◆ PROBLEM TO SOLVE
Go over the data and keep only the lines that include "wire".

--------------------------------------------------

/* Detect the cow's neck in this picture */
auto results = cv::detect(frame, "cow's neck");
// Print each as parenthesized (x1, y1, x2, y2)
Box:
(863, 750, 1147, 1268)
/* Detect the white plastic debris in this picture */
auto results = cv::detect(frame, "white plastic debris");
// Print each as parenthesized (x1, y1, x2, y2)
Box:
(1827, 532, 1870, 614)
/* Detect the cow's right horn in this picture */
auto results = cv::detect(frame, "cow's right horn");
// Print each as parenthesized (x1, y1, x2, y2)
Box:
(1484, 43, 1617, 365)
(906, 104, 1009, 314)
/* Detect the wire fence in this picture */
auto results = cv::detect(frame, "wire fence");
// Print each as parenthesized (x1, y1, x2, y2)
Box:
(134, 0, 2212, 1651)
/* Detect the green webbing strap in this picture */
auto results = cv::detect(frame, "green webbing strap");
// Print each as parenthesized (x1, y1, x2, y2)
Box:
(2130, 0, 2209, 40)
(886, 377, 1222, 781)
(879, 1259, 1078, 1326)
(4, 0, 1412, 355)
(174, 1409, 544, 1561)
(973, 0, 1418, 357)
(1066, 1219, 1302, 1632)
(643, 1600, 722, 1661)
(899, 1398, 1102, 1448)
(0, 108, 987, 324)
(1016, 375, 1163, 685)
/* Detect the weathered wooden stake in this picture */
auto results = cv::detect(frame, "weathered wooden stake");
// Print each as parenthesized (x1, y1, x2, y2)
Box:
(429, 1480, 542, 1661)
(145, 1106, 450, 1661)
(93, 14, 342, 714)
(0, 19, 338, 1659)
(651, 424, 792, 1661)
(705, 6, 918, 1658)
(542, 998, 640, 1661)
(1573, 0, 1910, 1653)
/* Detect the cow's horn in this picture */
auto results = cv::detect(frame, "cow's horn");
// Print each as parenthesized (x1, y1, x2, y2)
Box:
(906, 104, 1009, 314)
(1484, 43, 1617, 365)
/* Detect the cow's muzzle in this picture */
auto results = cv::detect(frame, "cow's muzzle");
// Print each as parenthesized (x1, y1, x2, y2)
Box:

--------------------------------------------------

◆ RESULT OF THE EXERCISE
/* Detect the wire fence in this picture */
auto results = cv::detect(frame, "wire fence");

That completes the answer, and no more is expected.